DUI DISPOSITION

the concept for drink driving

In a Driving Under the Influence case in New Port Richey, Pasco County, Florida in which Brendan R. Riley represented the defendant driver, the driver was charged with two separate counts of DUIs with property damage; the driver had hit two separate cars a few minutes apart. This is not double jeopardy, as there are additional facts to the second DUI with property damage that occurred on the same night (two separate alleged victims). For this case, the driver provided a breath sample over .20 BAC, was seen driving by the people he had rear ended and appeared impaired on the body worn cameras (among other negative facts for his defense).

Hence, a disposition of first time DUI sanctions with no jail time was a reasonable outcome for this driver.  Restitution was not an issue for this client because his insurance paid for the property damages. Thankfully, no one was injured by the low-impact crashes.

 

DUI VIOLATION OF PROBATION

However, while on probation, the driver left a bar and while riding his bicycle was hit by a car. Although it was just a tap and the client was not injured, a third party called the police. The client, while waiting on State Road 54 for over two (2) hours for the Florida Highway Patrol to come do a crash investigation (and DUI investigation) was arrested for DUI. This new DUI, drinking while on probation and having been in a bar (which were all conditions of the client’s probation) that he was alleged to have violated.

 

The backstory or social and medical history of my client became very important in keeping him out of jail. Most judges will place a defendant in jail who gets a DUI while on DUI probation (the State’s initial offer in this case included 180 days in jail). But because we were able to show the state attorney’s office and Judge that the client had no prior criminal history, that he relapsed on alcohol as a result of losing his father and that he did not manage grief well because of the PTSD from which he suffers as a result of being hit by a car as a pedestrian when he was sober, we were successful in getting the Court to place our client into detox and residential treatment rather than jail. Our client wanted treatment, and, of course, he did not want to go to jail. Jail could also mean losing his social security disability benefits.

EXERCISE INSTRUCTIONS =>
a) The DUI case summary says the two property-damage DUI charges from the same night were not double jeopardy. Explain why, using the reason the summary gives.
b) Return the part of the DUI case summary from "DUI VIOLATION OF" to "to have violated.", word for word.
c) According to the DUI case summary, what did the State's initial offer include after the client's new DUI arrest while on probation?

LISTED ENTRIES =>
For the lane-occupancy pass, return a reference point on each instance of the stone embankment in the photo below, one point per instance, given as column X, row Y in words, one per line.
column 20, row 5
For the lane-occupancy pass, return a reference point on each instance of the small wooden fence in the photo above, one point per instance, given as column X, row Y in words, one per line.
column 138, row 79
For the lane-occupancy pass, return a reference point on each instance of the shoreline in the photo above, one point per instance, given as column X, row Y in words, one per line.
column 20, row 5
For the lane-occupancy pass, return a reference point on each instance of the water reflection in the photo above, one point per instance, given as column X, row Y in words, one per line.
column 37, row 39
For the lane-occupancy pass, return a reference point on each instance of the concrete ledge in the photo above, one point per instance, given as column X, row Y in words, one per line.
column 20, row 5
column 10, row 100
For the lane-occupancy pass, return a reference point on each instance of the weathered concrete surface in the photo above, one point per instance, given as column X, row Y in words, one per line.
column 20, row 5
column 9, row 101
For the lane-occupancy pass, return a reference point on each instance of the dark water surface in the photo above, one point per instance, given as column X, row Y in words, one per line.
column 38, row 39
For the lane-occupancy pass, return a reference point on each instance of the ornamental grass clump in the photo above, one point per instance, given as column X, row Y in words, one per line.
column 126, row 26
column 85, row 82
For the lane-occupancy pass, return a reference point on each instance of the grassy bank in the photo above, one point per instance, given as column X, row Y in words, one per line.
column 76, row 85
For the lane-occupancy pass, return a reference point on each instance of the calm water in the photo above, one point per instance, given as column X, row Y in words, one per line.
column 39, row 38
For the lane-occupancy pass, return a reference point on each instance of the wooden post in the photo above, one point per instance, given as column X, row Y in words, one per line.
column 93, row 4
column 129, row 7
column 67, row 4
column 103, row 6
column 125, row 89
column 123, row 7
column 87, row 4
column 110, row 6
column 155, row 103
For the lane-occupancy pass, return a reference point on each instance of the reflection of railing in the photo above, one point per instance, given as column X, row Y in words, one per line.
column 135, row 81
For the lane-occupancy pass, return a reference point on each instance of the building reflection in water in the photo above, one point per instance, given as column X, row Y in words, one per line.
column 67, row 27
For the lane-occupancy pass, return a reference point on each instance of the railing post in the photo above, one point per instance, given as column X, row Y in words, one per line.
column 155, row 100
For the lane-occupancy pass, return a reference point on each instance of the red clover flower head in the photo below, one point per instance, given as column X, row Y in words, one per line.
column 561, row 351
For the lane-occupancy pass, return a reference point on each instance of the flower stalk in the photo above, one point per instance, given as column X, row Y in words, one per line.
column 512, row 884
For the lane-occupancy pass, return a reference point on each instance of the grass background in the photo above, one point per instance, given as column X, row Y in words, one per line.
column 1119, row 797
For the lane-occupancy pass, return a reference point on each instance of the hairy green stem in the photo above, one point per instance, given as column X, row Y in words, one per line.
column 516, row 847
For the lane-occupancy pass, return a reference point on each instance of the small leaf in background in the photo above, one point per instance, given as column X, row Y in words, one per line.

RESULTS OF THE TASKS =>
a) The second DUI with property damage involved additional facts beyond the first. The driver hit two separate cars a few minutes apart, so there were two separate alleged victims.

b)
DUI VIOLATION OF PROBATION

However, while on probation, the driver left a bar and while riding his bicycle was hit by a car. Although it was just a tap and the client was not injured, a third party called the police. The client, while waiting on State Road 54 for over two (2) hours for the Florida Highway Patrol to come do a crash investigation (and DUI investigation) was arrested for DUI. This new DUI, drinking while on probation and having been in a bar (which were all conditions of the client’s probation) that he was alleged to have violated.

c) The State's initial offer included 180 days in jail.